- _JOB A_: In the article about the Ziegler School's first rabbinical ordination, who gave the keynote address?

- _EXTRACTED TEXT_:
========================================================================

Jewish Journal

Making History

Ziegler School's first rabbinical grads represent a new breed that mixes tradition and creativity

by Orit Arfa

Posted on May. 20, 1999 at 8:00 pm

Only eight men and women stepped up to the podium in front of the ark at Valley Beth Shalom on Monday to receive their smicha (rabbinical ordination) from the University of Judaism's Ziegler School of Rabbinical Studies, but the event resonated with historical and religious importance.

This was the 4-year-old rabbinical school's first ordination ceremony and offers a foretaste of what the future is likely to hold within the Conservative movement. Planners took care to ensure that the event imparted the significance of the moment and evoked the same qualities that Ziegler leaders say give the newest Conservative rabbinical school, and, consequently, those who receive their ordination there, an edge: a fusion of tradition and creativity, academic rigor and spiritual sensitivity.

"From the outset, we decided we wanted it to be a religious ceremony and not an academic one," Ziegler Assistant Dean Rabbi Eddie Harwitz. "We wanted to create it so there was a transmission of rabbinical authority."

Rabbi Harold Schulweis of Valley Beth Shalom received the Simon Greenberg Award for Distinguished Rabbinic Leadership, and Rabbi Harold Kushner, author of the widely acclaimed "When Bad Things Happen to Good People," delivered the keynote address.

========================================================================

- _THE DATA_:

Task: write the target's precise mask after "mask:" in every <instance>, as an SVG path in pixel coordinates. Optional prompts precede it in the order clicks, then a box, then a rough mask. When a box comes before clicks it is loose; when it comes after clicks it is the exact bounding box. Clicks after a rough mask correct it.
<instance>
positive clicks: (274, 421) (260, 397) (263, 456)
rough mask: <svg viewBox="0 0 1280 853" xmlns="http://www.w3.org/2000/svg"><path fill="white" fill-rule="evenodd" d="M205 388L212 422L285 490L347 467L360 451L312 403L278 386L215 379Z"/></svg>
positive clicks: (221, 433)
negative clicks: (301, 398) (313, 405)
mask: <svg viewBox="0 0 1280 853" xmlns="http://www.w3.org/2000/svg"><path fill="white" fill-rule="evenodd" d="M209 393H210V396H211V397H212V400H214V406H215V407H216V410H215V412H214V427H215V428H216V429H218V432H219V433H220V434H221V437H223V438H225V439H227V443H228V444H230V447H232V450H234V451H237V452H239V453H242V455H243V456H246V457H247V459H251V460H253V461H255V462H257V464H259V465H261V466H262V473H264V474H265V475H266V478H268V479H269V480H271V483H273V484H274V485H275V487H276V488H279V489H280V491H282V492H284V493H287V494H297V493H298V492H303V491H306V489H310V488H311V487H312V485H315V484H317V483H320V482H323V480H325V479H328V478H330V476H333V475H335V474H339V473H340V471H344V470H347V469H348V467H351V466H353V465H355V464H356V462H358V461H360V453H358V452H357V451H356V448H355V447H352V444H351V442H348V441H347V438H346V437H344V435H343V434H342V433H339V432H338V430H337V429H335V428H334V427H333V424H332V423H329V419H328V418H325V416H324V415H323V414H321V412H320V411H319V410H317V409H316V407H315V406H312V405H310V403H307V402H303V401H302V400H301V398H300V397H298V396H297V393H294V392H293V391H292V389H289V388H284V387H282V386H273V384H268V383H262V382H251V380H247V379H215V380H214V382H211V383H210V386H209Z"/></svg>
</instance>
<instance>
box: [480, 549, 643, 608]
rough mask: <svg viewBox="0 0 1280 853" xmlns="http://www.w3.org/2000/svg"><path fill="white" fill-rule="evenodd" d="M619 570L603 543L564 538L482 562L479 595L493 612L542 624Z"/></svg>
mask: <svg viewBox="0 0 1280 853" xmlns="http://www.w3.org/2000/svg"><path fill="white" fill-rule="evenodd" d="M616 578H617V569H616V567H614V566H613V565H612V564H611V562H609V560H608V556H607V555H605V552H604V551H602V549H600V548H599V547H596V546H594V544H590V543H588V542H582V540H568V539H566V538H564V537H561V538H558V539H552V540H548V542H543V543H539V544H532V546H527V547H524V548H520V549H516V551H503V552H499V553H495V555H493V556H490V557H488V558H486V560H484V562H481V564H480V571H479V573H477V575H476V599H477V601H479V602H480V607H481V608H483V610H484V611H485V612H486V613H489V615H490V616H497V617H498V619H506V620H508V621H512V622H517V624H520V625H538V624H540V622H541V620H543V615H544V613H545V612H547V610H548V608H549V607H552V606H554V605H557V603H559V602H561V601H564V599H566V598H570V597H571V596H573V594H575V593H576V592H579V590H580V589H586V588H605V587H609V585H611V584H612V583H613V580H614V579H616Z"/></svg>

========================================================================

- _JOB B_: Collect every line of the rows above that contains the string "positive", matching case exactly.

- _ANSWER SECTION A_: Rabbi Harold Kushner

- _ANSWER SECTION B_:
positive clicks: (274, 421) (260, 397) (263, 456)
positive clicks: (221, 433)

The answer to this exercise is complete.